■ **EXERCISE**
Can you copy out the rows below from the line with "# test: identify the dark tree" to the line with "x=218 y=223", including both of those lines, and leave the pictures out?

══ EXCERPTED RECORDS ══

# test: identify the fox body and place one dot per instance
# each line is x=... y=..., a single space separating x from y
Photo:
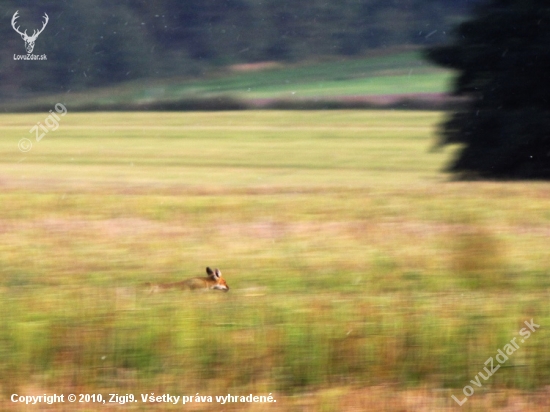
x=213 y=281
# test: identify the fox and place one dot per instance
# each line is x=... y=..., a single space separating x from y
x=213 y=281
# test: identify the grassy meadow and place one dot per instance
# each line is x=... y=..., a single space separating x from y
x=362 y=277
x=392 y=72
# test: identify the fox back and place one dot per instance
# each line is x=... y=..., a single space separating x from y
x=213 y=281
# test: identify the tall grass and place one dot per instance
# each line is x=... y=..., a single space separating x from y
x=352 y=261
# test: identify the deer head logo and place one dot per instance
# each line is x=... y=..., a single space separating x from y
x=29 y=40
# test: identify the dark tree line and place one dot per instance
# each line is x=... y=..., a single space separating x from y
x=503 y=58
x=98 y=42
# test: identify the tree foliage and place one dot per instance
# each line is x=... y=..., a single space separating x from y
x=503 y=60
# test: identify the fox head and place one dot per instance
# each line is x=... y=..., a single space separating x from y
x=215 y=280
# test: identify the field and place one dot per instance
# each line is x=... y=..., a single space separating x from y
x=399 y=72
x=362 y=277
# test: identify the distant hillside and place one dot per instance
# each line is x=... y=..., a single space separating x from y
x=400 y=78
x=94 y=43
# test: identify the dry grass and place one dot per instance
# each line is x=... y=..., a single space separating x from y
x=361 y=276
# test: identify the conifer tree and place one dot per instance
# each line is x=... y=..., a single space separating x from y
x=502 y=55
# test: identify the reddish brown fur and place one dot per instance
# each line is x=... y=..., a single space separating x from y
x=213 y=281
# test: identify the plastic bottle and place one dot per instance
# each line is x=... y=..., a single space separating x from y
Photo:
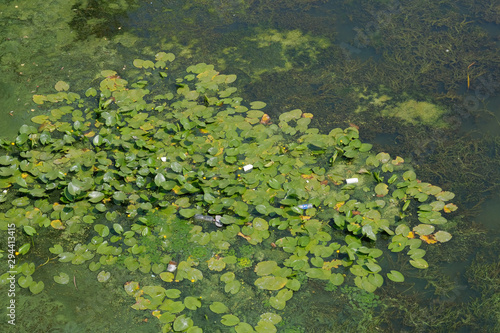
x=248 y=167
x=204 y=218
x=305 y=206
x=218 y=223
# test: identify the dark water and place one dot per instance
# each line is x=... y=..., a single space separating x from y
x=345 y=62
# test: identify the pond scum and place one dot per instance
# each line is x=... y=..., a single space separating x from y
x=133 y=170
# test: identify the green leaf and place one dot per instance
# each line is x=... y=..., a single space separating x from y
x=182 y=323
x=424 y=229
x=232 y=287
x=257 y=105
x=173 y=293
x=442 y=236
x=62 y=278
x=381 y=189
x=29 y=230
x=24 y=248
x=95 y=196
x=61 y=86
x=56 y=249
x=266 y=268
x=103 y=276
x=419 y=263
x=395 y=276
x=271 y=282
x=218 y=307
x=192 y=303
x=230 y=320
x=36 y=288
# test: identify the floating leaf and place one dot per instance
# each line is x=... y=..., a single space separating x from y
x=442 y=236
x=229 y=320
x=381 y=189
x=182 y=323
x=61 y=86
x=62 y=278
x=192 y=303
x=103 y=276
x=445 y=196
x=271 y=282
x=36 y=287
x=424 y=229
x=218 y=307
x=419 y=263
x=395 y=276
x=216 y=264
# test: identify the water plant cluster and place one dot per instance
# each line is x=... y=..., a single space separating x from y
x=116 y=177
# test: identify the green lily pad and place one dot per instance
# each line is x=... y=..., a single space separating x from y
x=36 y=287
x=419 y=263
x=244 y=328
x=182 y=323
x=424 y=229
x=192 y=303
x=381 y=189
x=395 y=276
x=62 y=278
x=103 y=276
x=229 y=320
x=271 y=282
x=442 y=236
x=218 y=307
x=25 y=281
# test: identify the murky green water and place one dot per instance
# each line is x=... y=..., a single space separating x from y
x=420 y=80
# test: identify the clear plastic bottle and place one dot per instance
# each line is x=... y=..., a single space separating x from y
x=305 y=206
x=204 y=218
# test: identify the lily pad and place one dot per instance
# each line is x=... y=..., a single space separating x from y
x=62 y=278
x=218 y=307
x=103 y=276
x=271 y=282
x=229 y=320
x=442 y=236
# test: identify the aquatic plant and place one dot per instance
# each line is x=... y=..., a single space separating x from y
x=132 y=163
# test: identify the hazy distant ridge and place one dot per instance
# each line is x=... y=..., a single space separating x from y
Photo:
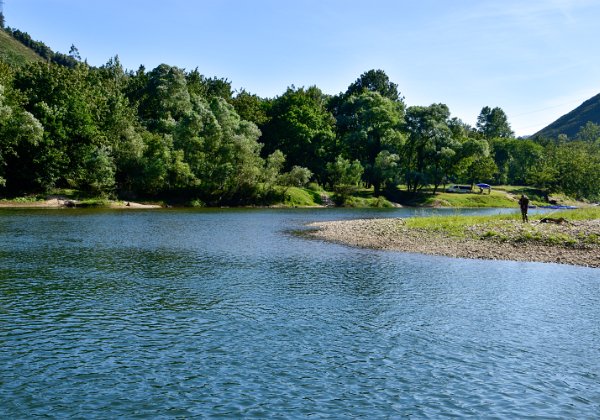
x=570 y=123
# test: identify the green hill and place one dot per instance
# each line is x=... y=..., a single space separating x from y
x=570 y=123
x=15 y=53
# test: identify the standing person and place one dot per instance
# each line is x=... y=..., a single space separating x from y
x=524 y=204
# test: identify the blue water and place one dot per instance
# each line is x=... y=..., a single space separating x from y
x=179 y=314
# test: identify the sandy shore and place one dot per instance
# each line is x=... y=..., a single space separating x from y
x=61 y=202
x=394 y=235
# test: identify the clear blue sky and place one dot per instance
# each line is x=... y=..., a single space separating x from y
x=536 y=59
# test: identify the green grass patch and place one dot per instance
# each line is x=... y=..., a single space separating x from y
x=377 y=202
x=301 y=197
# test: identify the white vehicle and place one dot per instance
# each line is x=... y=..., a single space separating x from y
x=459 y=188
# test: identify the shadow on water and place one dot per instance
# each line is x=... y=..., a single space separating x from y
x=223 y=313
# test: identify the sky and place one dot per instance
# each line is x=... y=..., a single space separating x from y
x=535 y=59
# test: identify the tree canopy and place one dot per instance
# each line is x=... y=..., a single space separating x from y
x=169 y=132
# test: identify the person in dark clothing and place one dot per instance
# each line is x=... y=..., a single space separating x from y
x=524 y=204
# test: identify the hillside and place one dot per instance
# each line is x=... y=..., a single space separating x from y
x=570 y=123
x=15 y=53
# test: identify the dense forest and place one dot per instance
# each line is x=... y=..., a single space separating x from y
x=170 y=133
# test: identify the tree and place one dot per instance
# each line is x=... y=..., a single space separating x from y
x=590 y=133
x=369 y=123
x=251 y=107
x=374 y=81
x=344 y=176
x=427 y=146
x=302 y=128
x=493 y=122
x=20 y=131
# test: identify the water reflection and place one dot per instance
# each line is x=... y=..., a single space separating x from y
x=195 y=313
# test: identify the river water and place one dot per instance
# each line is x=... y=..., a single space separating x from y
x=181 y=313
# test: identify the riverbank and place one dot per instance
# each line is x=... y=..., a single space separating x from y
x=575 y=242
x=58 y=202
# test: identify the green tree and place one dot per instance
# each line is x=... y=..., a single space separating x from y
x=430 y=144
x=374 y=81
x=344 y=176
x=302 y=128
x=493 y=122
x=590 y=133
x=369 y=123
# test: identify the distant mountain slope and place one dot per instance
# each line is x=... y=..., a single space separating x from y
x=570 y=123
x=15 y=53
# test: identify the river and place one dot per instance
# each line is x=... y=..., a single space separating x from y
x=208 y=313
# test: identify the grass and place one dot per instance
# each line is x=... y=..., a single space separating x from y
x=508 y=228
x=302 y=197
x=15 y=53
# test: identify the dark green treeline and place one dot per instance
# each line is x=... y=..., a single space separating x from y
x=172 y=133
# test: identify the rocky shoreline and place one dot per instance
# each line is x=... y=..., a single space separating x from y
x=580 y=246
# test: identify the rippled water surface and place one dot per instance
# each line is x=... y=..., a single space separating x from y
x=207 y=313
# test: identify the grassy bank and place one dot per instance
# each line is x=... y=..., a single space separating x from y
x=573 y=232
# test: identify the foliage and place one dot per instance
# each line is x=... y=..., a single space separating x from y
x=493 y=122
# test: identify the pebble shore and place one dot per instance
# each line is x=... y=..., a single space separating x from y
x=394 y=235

═══
══ EXCERPTED RECORDS ══

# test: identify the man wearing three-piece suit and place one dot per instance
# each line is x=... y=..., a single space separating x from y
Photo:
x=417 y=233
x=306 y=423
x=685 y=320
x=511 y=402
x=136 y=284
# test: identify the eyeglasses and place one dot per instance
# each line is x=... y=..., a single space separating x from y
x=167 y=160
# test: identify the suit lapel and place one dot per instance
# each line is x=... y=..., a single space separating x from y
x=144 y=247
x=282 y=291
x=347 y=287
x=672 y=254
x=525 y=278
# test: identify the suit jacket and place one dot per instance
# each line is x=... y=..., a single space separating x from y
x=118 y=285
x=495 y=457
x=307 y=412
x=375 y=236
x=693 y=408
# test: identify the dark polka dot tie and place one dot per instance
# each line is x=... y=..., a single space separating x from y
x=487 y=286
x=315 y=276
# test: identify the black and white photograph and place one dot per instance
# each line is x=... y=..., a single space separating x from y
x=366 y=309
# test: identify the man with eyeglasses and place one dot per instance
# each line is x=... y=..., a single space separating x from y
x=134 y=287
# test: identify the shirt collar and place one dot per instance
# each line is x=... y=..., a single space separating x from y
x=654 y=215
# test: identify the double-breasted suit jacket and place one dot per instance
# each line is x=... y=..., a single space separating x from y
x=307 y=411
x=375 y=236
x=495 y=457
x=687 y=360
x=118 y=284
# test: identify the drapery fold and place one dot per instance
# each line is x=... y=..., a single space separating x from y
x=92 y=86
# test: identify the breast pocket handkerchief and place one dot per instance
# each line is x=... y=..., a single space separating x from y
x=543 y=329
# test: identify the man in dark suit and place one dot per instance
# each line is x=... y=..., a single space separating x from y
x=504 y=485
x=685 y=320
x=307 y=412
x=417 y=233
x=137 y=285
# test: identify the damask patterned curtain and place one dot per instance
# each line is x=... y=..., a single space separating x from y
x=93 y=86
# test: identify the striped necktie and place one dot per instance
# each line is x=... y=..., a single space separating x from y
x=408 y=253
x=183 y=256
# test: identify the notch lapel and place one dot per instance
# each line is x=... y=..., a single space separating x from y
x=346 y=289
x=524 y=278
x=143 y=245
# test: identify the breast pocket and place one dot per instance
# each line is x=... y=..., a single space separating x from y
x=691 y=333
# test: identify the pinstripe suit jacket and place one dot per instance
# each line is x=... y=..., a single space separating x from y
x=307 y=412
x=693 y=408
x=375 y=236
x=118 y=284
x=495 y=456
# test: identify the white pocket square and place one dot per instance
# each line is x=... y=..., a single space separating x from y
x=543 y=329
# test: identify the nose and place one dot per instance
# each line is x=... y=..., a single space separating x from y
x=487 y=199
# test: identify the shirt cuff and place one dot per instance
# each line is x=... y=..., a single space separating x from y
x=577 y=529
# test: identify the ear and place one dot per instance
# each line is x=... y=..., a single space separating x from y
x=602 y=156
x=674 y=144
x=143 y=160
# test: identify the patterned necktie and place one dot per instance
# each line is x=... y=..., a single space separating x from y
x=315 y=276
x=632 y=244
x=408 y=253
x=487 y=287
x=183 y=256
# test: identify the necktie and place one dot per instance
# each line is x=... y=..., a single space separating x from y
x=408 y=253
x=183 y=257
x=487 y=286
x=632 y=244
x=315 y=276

═══

■ **PROBLEM SOLUTION**
# test: identify the dark tree line and place one dot per instance
# each line is x=... y=..., a single space separating x from y
x=503 y=58
x=98 y=42
# test: identify the tree foliage and place one dot per instance
# each line is x=... y=..., a single space separating x from y
x=503 y=60
# test: identify the fox head and place one dot per instance
# each line is x=... y=..., a single space separating x from y
x=215 y=280
# test: identify the field and place one dot per instance
# each line is x=... y=..., a single space separating x from y
x=399 y=72
x=362 y=277
# test: identify the distant hillside and place one dot per instance
# each line is x=... y=..., a single space separating x from y
x=400 y=78
x=94 y=43
# test: identify the dry grass and place one dot per instance
# each line is x=... y=..., a single space separating x from y
x=361 y=276
# test: identify the conifer tree and place one dot per instance
# each line is x=... y=..., a single space separating x from y
x=502 y=55
# test: identify the reddish brown fur and place one dot per instance
# each line is x=... y=..., a single space separating x from y
x=213 y=281
# test: identify the plastic bottle and place one dot per instance
# each line is x=... y=..., a single space separating x from y
Photo:
x=248 y=167
x=204 y=218
x=305 y=206
x=218 y=223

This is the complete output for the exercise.